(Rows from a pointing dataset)
(begin)
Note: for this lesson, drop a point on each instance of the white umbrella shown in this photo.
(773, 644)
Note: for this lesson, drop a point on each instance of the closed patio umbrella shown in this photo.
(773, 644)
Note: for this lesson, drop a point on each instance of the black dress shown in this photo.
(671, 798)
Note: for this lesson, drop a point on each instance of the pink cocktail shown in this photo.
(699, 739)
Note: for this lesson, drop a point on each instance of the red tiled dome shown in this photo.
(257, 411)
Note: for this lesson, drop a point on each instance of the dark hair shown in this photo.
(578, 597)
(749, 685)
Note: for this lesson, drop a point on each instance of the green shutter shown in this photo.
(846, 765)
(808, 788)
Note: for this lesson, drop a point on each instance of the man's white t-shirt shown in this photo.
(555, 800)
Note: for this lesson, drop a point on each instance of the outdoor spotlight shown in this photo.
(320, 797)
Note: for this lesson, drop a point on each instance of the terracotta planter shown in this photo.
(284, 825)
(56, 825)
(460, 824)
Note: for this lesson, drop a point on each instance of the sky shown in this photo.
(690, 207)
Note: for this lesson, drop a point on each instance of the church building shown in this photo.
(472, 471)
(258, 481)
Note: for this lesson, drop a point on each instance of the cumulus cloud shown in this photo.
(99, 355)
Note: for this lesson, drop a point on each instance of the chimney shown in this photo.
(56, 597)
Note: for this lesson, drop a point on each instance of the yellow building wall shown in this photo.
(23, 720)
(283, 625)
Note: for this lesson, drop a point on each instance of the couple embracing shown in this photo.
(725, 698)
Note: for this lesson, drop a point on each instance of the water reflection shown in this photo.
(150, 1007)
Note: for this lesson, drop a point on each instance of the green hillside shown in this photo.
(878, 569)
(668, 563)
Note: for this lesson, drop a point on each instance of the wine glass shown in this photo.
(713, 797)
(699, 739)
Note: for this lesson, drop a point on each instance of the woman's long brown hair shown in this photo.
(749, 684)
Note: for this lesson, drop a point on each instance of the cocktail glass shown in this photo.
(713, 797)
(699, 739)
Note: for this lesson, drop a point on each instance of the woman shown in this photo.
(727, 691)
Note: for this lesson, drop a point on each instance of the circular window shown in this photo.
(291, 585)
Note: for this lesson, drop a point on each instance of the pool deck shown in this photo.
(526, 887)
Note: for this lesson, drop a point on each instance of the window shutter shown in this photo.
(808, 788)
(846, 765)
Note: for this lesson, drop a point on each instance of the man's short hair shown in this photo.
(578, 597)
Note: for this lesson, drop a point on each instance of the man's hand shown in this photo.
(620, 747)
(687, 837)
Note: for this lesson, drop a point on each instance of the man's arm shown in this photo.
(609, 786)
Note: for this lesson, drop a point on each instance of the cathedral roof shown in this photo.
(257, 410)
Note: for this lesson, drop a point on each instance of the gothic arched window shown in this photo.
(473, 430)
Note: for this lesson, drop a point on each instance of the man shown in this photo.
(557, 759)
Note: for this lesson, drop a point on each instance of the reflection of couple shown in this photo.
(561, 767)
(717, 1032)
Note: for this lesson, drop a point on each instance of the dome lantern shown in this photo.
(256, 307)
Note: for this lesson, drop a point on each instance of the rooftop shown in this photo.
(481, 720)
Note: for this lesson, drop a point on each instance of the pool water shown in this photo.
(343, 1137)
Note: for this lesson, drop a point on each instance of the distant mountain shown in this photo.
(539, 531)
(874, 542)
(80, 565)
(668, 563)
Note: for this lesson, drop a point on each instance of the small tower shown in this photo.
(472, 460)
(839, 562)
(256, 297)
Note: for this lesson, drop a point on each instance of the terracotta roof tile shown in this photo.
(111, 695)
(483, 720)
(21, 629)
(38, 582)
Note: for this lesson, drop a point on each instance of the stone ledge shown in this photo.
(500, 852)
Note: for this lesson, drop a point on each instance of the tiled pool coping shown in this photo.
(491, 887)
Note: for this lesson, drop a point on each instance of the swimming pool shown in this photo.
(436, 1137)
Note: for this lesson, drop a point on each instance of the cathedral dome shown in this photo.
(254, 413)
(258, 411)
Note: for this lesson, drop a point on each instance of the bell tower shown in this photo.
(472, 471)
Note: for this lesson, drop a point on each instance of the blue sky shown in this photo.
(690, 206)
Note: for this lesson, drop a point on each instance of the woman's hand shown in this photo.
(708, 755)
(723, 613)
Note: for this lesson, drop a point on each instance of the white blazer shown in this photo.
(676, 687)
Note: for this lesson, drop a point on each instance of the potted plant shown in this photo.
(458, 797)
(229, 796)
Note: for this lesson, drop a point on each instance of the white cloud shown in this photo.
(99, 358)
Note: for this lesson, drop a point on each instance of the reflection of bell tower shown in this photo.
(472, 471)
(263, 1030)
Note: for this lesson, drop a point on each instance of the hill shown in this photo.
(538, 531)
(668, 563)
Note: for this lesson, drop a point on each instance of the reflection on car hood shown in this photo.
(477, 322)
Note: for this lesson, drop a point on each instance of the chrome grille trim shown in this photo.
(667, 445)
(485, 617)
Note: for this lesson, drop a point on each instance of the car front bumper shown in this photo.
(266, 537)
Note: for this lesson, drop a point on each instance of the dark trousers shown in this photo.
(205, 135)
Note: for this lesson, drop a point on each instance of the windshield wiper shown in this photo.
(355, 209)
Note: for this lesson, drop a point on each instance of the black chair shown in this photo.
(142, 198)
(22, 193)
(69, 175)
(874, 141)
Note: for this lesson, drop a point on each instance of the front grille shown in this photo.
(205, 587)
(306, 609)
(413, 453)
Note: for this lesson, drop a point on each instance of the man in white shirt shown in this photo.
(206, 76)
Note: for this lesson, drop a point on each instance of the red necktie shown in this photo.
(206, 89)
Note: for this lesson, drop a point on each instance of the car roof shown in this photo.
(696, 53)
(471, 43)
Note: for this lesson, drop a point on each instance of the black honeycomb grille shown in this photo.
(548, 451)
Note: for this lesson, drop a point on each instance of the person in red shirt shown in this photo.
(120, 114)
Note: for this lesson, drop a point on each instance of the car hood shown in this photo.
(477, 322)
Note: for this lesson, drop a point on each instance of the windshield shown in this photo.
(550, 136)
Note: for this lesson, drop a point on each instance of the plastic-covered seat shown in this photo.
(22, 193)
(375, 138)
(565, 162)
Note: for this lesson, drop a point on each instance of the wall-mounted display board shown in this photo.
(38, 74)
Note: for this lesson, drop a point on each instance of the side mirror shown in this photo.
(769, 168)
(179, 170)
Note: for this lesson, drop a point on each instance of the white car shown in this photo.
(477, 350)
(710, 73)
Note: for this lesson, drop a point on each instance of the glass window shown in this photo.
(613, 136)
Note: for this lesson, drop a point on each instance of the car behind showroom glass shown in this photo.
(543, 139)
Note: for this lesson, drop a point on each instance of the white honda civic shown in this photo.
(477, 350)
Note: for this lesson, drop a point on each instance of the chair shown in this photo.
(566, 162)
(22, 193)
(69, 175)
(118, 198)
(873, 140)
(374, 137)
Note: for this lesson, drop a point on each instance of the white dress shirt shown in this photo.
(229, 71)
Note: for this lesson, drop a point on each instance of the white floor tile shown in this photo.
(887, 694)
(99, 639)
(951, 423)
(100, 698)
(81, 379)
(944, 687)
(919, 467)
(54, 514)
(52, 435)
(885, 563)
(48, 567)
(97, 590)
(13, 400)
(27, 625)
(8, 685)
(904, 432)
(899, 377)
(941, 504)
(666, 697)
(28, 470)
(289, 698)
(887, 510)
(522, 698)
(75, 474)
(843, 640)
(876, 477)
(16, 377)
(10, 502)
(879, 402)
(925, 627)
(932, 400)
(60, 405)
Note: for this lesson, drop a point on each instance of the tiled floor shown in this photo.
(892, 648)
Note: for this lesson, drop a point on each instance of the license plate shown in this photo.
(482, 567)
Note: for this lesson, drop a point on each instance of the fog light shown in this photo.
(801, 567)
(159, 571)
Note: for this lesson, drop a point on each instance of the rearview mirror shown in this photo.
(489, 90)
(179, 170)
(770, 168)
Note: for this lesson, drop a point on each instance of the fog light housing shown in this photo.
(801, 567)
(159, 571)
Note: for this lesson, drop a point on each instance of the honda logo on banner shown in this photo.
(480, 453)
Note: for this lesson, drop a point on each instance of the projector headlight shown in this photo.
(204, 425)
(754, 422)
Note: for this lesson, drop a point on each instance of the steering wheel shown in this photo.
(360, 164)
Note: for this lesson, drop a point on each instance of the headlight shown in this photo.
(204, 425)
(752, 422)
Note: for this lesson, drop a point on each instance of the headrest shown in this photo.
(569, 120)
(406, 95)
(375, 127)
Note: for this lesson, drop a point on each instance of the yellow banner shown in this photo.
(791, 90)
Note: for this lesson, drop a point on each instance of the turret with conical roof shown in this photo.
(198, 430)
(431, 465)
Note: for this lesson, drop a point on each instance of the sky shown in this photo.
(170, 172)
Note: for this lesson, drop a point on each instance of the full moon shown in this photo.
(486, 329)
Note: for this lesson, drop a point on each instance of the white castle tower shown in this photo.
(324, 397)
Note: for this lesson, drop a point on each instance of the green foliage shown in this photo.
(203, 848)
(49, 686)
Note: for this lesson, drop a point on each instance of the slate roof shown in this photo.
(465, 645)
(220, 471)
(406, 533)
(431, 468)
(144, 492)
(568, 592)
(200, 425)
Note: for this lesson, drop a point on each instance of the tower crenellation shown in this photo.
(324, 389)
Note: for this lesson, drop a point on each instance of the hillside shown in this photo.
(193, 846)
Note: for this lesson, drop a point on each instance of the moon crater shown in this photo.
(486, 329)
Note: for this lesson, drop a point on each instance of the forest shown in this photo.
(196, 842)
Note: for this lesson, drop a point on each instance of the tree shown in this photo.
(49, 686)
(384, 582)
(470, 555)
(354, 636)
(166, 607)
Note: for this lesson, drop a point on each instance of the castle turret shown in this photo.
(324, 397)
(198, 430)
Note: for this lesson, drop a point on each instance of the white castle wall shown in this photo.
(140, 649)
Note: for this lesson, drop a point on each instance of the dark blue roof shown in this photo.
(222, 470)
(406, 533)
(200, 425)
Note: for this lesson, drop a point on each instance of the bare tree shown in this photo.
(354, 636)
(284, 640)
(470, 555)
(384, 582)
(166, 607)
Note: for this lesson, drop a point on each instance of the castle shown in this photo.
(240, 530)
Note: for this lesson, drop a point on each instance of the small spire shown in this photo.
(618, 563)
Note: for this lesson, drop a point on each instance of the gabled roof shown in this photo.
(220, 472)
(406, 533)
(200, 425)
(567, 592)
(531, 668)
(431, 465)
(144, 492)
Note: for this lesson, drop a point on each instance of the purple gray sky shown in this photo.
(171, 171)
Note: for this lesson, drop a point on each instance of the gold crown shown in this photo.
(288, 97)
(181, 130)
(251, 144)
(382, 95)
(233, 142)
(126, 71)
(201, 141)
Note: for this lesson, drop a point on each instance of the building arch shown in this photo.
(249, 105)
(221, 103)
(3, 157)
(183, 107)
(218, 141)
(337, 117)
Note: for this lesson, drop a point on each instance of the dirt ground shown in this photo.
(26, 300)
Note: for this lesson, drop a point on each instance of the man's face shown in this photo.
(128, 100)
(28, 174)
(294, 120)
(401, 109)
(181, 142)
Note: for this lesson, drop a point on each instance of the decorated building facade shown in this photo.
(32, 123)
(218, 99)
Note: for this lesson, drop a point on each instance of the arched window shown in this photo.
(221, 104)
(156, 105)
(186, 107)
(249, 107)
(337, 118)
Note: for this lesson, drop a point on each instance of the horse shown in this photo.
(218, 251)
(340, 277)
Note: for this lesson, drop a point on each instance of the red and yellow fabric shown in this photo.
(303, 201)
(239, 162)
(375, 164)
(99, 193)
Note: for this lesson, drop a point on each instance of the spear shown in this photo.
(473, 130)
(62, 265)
(end)
> [Your goal]: Each line from the one containing "bare tree shown in this photo." through the end of the entries, both included, is to be returned exactly, with no other lines.

> [Full output]:
Note: for this lesson, drop a point on each instance of the bare tree shown in this photo.
(354, 636)
(284, 640)
(470, 555)
(384, 582)
(166, 607)
Note: for this lesson, drop a point on each instance of the castle shown in this photo.
(240, 530)
Note: for this lesson, drop a point on each instance of the small spire shown in this photo.
(618, 563)
Note: for this lesson, drop a point on each instance of the gabled roof shown in this photo.
(220, 472)
(406, 533)
(200, 425)
(567, 592)
(531, 668)
(431, 465)
(144, 492)
Note: for this lesson, drop a point on each instance of the purple gray sky shown in this photo.
(171, 171)
Note: for this lesson, drop a point on each instance of the gold crown shown in this photo.
(288, 97)
(181, 130)
(251, 144)
(382, 95)
(233, 142)
(126, 71)
(201, 141)
Note: for this lesson, drop a point on each instance of the building arch shown in this photo.
(249, 105)
(221, 103)
(3, 157)
(183, 107)
(218, 141)
(337, 117)
Note: for this lesson, drop a point on each instance of the dirt ground shown in this photo.
(26, 300)
Note: for this lesson, drop a point on each instance of the man's face shown in this photo.
(128, 100)
(28, 174)
(294, 120)
(401, 109)
(181, 142)
Note: for this lesson, drop a point on each instance of the decorated building facade shown in this photo.
(32, 123)
(218, 99)
Note: for this lesson, drop a point on each instance of the arched window shown in this photo.
(221, 104)
(156, 105)
(186, 107)
(249, 107)
(337, 118)
Note: for this lesson, drop a point on each instance of the horse shown in this photo.
(218, 251)
(340, 277)
Note: for this lesson, drop a point on each instance of the red and yellow fabric shown in this photo.
(303, 201)
(239, 162)
(375, 164)
(99, 193)
Note: for this lesson, drop a point on each instance of the spear shown in this photo.
(473, 130)
(62, 265)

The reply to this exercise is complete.